══ EXTRAIT CITÉ

Alexis Kohler : le grognard de Macron se fait la malle

Alexis Kohler abandonne le radeau élyséen et rejoint la banque. Recasages à la pelle, dans la Macronie.
Capture écran BFMTV
Capture écran BFMTV

À 52 ans, il est temps de passer à autre chose. Celui à qui l’on tresse une couronne de lauriers, ce « grand serviteur de l’État », comme le décrivent Bruno Le Maire et Gabriel Attal, prend la poudre d’escampette. N’est pas Richelieu qui veut. Alexis Kohler, secrétaire général de l'Élysée depuis huit ans, certainement attiré par une profession plus lucrative après avoir pris son quota d’adrénaline au cœur du pouvoir, s’envole pour la banque. Il doit devenir, en juin, directeur général adjoint de la Société générale. Comique, pour un homme qui laisse un pays lesté d'une dette publique de 3.228,4 milliards d'euros, soit 1/000 milliards de plus qu’à son arrivée, en 2017.

Un acteur incontournable de la Macronie

Alexis Kohler était un proche du chef de l’État ; très proche, au point d’être, avec Brigitte Macron, le conseiller le plus précieux du président de la République. Il est de tous les coups. Ami d’Édouard Philippe depuis Sciences Po Paris, c’est lui qui œuvre à sa nomination à Matignon. Impliqué dans l’affaire Benalla - cet ancien chargé de mission à l'Élysée, filmé en train de frapper des manifestants -, il lui est reproché d’avoir caché une partie de la vérité. Son audition musclée au Sénat, à l’époque, lui avait laissé un mauvais souvenir. Il faut dire que les conseillers de l’ombre se brûlent, au soleil. À tel point que le mois dernier, il refusait de se rendre à la convocation de la commission d’enquête parlementaire sur le dérapage des comptes publics dirigée par le député LFI Éric Coquerel. En toute impunité. Au même titre que, d’après nos confrères du Figaro, il aurait refusé un poste à la tête d’une grande entreprise publique pour éviter d’avoir à rendre des comptes. Deux affaires suffisent. Mis en examen pour prise illégale d’intérêts pour avoir participé, comme haut fonctionnaire, à des décisions relatives à l’armateur MSC, il est également visé par une enquête du parquet national financier pour des soupçons de « trafic d'influence » autour de la fusion Veolia-Suez.

════

ACTIONS À MENER:
A. Répondez aux questions suivantes d'après l'extrait cité.
(i) Quel poste Alexis Kohler doit-il occuper à la Société générale, et à partir de quel mois ?
(ii) Dans quel établissement Alexis Kohler s'est-il lié d'amitié avec Édouard Philippe ?
(iii) Quelle fusion est au cœur des soupçons de « trafic d'influence » visés par l'enquête du parquet national financier ?
B. Recopiez mot pour mot le passage de l'extrait cité compris entre « Alexis Kohler : le » et « arrivée, en 2017. », ces deux segments inclus.

══ DONNÉES D'ENTRÉE

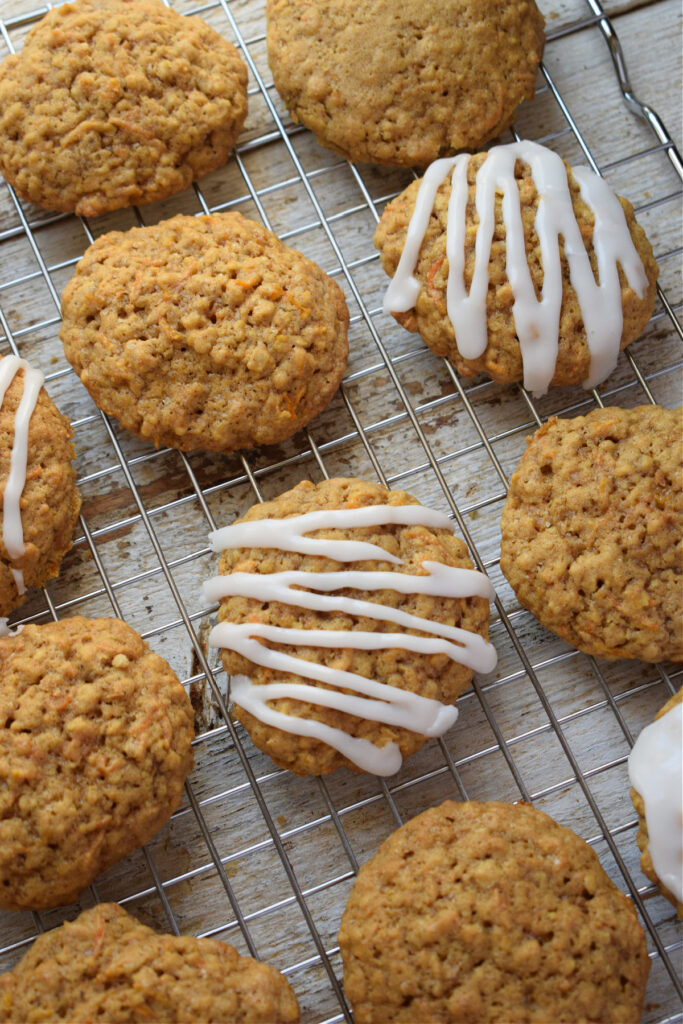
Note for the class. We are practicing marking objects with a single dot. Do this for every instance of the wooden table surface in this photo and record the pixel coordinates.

════

RÉPONSES PAR POINT:
A.
(i) Directeur général adjoint, à partir de juin.
(ii) Sciences Po Paris.
(iii) La fusion Veolia-Suez.

B.
Alexis Kohler : le grognard de Macron se fait la malle

Alexis Kohler abandonne le radeau élyséen et rejoint la banque. Recasages à la pelle, dans la Macronie.
Capture écran BFMTV
Capture écran BFMTV

À 52 ans, il est temps de passer à autre chose. Celui à qui l’on tresse une couronne de lauriers, ce « grand serviteur de l’État », comme le décrivent Bruno Le Maire et Gabriel Attal, prend la poudre d’escampette. N’est pas Richelieu qui veut. Alexis Kohler, secrétaire général de l'Élysée depuis huit ans, certainement attiré par une profession plus lucrative après avoir pris son quota d’adrénaline au cœur du pouvoir, s’envole pour la banque. Il doit devenir, en juin, directeur général adjoint de la Société générale. Comique, pour un homme qui laisse un pays lesté d'une dette publique de 3.228,4 milliards d'euros, soit 1/000 milliards de plus qu’à son arrivée, en 2017.